▸ **Task**: Report every line in the data below that contains the word "clicks", copying each one in full.

▸ **Data for this task**:

===============

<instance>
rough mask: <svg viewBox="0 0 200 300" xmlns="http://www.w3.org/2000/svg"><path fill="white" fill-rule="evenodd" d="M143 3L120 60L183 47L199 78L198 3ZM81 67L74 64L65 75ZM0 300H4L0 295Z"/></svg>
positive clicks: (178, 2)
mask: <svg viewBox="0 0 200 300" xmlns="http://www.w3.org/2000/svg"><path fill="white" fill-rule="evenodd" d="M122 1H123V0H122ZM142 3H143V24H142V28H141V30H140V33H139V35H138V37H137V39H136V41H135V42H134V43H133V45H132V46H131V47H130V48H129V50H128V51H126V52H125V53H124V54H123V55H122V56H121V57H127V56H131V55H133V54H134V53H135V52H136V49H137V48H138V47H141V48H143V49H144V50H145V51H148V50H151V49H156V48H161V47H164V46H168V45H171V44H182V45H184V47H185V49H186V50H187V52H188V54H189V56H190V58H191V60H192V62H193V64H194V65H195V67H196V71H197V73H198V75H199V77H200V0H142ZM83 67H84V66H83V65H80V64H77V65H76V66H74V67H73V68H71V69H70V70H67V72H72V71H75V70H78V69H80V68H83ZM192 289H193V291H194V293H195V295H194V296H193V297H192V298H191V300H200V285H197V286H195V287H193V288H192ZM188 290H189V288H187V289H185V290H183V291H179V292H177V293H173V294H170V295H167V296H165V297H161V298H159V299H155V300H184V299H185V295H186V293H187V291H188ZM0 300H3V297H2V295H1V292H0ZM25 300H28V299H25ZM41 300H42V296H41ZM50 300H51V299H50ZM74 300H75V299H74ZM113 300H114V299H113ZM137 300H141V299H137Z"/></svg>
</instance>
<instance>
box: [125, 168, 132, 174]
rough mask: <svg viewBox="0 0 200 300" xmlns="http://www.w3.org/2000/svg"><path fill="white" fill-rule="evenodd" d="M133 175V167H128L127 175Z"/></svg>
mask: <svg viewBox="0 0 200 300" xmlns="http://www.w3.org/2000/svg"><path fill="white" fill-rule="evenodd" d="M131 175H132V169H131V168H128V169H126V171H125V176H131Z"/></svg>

===============

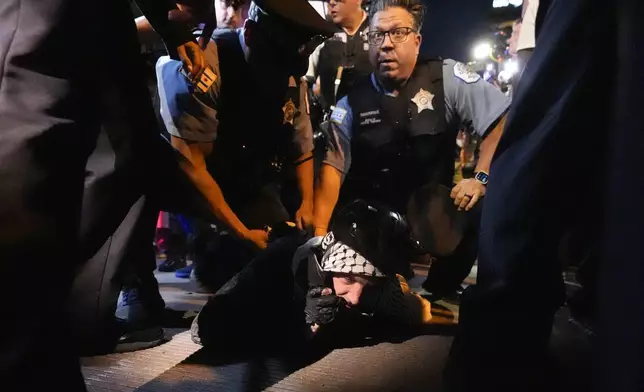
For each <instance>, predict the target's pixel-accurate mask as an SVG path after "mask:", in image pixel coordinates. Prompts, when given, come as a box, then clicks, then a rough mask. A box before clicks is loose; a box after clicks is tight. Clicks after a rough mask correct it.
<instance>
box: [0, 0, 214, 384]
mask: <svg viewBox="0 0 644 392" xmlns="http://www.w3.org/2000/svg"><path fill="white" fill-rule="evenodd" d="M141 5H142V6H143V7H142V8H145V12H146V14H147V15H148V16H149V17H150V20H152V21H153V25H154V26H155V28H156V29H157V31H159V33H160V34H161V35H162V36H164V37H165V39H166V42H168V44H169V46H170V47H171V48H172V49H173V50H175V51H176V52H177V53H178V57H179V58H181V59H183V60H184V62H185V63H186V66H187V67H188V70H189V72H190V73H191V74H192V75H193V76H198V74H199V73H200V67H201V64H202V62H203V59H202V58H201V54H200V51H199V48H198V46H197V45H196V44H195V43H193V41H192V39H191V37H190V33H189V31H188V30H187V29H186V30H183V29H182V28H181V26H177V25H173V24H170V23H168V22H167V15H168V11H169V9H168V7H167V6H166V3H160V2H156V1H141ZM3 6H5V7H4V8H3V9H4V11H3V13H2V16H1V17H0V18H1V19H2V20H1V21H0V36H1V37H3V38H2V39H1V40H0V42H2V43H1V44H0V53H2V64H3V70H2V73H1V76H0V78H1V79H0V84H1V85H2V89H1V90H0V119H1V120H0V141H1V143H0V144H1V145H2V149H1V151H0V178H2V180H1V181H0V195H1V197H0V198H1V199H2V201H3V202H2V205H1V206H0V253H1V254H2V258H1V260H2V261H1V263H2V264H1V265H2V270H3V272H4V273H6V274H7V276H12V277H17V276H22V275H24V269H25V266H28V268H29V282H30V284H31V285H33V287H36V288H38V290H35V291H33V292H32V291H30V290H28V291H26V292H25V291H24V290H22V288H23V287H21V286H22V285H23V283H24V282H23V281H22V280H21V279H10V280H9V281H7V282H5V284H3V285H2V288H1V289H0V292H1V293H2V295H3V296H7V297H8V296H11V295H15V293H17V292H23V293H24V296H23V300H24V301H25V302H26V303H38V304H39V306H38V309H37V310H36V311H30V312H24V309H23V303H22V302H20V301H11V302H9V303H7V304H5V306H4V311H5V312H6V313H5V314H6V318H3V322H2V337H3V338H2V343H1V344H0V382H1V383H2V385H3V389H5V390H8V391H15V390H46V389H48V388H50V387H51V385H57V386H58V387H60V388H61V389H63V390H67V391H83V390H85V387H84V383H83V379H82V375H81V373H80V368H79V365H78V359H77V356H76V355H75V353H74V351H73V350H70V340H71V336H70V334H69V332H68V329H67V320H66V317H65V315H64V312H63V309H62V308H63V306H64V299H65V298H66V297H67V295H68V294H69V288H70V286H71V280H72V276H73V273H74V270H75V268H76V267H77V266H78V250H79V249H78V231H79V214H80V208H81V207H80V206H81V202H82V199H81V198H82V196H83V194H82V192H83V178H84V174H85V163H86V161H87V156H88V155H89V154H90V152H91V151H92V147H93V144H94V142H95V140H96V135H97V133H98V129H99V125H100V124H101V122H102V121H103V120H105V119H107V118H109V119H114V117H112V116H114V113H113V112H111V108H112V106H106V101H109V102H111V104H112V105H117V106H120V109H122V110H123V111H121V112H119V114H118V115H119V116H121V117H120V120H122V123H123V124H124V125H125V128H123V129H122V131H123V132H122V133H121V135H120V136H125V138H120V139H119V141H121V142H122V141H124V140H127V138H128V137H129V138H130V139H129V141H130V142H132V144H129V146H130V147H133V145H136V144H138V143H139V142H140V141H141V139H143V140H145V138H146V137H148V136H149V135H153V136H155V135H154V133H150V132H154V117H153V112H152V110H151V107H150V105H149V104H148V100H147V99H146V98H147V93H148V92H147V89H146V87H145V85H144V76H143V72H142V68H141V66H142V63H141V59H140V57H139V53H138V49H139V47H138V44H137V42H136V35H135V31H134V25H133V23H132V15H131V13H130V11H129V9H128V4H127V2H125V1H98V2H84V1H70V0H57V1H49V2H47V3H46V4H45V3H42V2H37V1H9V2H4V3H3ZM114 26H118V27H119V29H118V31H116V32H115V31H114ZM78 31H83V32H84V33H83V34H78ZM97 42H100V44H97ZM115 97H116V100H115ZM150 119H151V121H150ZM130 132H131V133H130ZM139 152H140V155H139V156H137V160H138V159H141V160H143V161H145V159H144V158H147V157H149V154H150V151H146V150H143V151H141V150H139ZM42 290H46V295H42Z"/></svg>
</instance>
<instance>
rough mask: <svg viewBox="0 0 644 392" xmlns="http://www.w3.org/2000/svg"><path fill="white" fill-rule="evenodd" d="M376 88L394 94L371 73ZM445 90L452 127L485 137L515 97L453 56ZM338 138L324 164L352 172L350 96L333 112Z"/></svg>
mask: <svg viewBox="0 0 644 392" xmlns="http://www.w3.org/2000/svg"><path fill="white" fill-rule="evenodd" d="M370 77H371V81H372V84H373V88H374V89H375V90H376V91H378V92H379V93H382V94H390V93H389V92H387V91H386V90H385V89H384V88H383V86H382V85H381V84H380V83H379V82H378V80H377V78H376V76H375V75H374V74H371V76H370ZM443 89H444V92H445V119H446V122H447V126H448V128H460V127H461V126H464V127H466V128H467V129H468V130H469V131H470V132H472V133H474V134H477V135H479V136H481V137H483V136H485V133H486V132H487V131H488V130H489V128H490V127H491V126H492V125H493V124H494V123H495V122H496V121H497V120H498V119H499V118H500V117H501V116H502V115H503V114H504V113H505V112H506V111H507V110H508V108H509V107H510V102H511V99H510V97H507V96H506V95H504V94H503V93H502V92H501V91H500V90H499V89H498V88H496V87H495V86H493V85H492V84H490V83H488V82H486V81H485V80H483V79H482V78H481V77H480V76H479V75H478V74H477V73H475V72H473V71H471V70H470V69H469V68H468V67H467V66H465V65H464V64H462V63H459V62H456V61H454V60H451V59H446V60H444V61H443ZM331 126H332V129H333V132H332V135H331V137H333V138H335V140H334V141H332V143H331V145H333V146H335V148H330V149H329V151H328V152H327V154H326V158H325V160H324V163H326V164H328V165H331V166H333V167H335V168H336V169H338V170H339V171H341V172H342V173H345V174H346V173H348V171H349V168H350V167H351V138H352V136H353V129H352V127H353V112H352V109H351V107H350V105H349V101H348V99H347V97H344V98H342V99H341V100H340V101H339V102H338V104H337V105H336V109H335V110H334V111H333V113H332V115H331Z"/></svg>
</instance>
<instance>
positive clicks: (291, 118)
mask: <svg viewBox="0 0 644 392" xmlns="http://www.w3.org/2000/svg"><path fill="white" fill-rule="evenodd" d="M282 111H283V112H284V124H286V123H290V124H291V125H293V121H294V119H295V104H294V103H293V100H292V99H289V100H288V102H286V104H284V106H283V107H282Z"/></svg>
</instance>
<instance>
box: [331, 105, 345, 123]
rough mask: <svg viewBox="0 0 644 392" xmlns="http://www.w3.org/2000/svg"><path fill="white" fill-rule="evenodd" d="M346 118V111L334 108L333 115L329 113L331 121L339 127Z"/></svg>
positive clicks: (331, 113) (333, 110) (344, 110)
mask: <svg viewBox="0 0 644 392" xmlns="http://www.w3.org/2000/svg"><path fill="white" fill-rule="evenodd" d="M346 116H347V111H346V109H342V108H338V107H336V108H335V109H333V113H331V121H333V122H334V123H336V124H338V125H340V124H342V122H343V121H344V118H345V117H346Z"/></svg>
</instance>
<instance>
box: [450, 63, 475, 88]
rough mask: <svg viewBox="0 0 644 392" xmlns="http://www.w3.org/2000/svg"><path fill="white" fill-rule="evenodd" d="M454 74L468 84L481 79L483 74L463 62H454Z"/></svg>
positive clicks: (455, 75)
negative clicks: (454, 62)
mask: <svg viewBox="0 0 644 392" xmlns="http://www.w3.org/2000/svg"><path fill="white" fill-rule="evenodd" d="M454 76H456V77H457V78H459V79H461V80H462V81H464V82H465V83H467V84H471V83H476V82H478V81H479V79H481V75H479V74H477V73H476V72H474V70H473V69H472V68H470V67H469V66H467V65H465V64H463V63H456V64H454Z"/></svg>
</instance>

===============

▸ **Solution for this task**:
positive clicks: (178, 2)
For each <instance>, predict the target's pixel-accurate mask as an SVG path after "mask:", in image pixel coordinates. Prompts, when given, come as a box, then clicks, then a rough mask. A box before clicks is loose; a box after clicks is tight. Clicks after a rough mask correct it.
positive clicks: (291, 118)
positive clicks: (331, 113) (333, 110) (344, 110)
positive clicks: (455, 75)
negative clicks: (454, 62)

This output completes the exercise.